Il sole quando sorge, sorge piano, cantavano e cantano ancora i ragazzi sulla spiaggia accompagnandosi con tre accordi di chitarra, La-Mi-Re. Ma l’uomo dalle molte vite, Lucio Battisti decise che nessuno avrebbe più cantato le sue canzoni davanti al fuoco acceso sulla spiaggia e che nessuno avrebbe più scritto per lui emozioni da servire al pubblico.
Fine dello show business, fine delle canzoni fatti di sentimenti forti, di pianti per gli amori perduti e risate per le innocenti avventure. Era il 1986, tre anni prima era stato pubblicato l’ultimo lavoro dell’era battistiana, “E già”, un disco di passaggio, il primo scritto senza Mogol, il grande capo autore dei mitici testi degli anni Settanta, dalle discese ardite e le risalite, frase finita pure in un volantino delle Brigate Rosse. È il 1986, dicevamo, quando nei negozi – allora i dischi si vendevano in luoghi deputati – arriva Don Giovanni inaugurando la seconda vita del Battisti dopo Mogol, quella con Pasquale Panella che a Roma nessuno chiamava paroliere ma “parolibero”. Sul periodo dei “dischi bianchi”, quelli con le copertine segnate da un elementare disegno abbozzato dallo stesso autore della Canzone del Sole e Mi ritorni in mente, Squilibri ha pubblicato un interessante libro: “Battisti, l’altro”, di Andrea Podestà a cui è allegato un QR Code che ci regala quattordici canzoni di Battisti-Panella rivisitate da Marco Sabiu e Gabriele Graziani. Ma andiamo per gradi.
Andrea Podestà, autore di diversi saggi sulla canzone d’autore, è insegnante di lettere e quindi per prima cosa smonta la tesi secondo la quale i testi del “parolibero” Panella siano ermetici. L’intento dei due autori è quello di distruggere e ricostruire la forma canzone, spiega Podestà: Panella si spinge a comporre testi che presentano forme retoriche e linguistiche inusitate mentre Battisti rinnega la forma musicale standard basata sull’alternanza di strofa e ritornello. L’ermetismo non c’entra. “La mia impressione”, scrive Podestà, “è che il più delle volte Panella sia più difficile che oscuro e che, scoperto di cosa egli sta parlando, molti versi diventino comprensibili e spiegabili”. Certo non mancano i giochi di parole e così anche per Podestà, di fronte all’impossibilità di cogliere il senso del verso, l’ascoltatore può sempre rifugiarsi e crogiolarsi nel piacere del puro suono che il verso evoca. C’è differenza tra il primo disco bianco, Don Giovanni, e gli altri quattro che seguiranno. Una differenza rilevata nel tempo da tutta la critica “ufficiale”: la convinzione e l’approvazione dei critici per il primo lavoro vennero ad affievolirsi negli anni sino a bollare gli ultimi due dischi come flussi sonori. I dischi bianchi costituiscono un insieme di quaranta canzoni e secondo Podestà ogni singolo album risponde a un preciso progetto.

● **DESCRIZIONE DEL COMPITO**:
Riassumi in due frasi il testo sui dischi bianchi di Battisti.

● **SEZIONE DEL MATERIALE**:
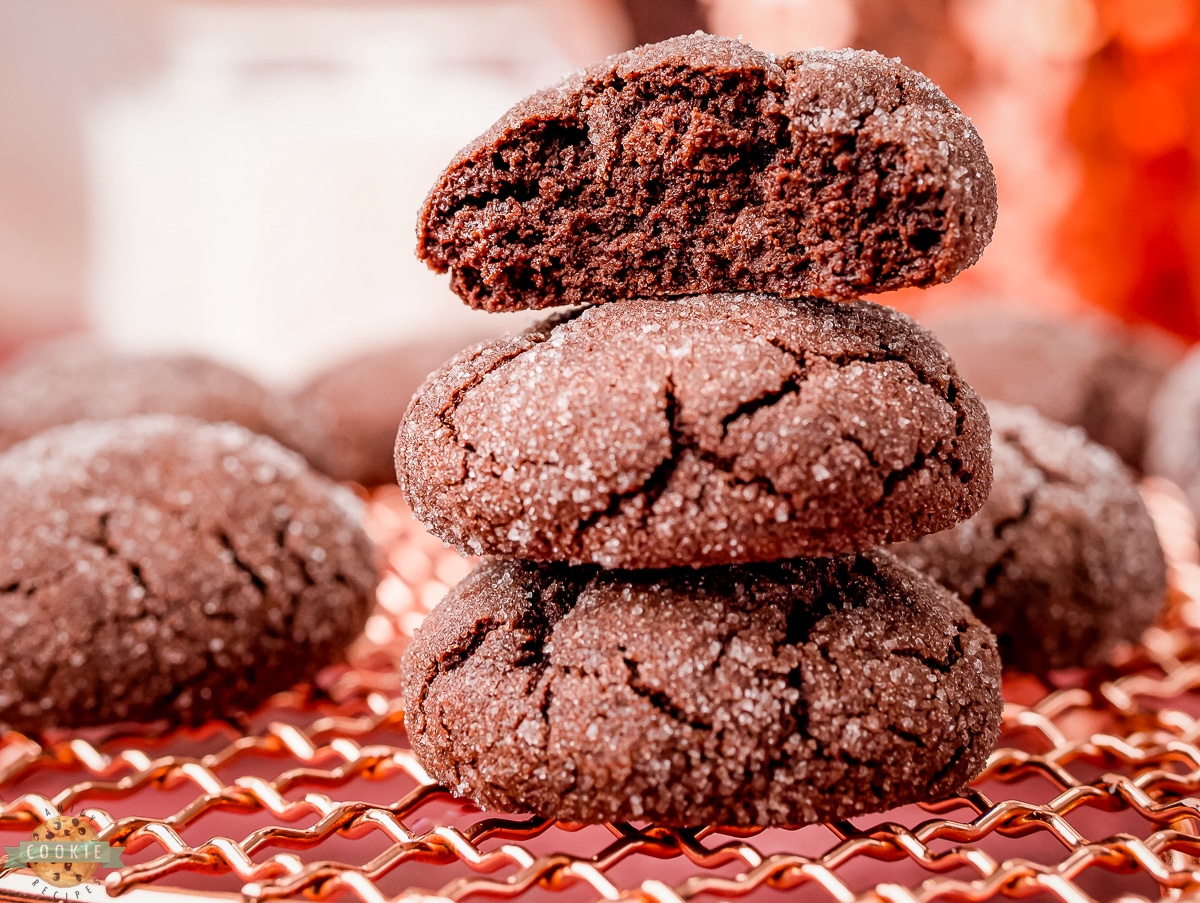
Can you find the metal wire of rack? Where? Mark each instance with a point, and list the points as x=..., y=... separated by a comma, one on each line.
x=1091, y=794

● **RISPOSTA SCRITTA**:
Nel 1986, con Don Giovanni, Lucio Battisti inaugurò la sua seconda vita artistica dopo Mogol, con i testi di Pasquale Panella, e su questo periodo dei "dischi bianchi" Squilibri ha pubblicato il libro "Battisti, l'altro" di Andrea Podestà. Secondo Podestà i testi di Panella sono più difficili che ermetici e nascono dall'intento comune di distruggere e ricostruire la forma canzone, mentre ciascuno dei cinque album, che insieme contano quaranta canzoni, risponde a un preciso progetto.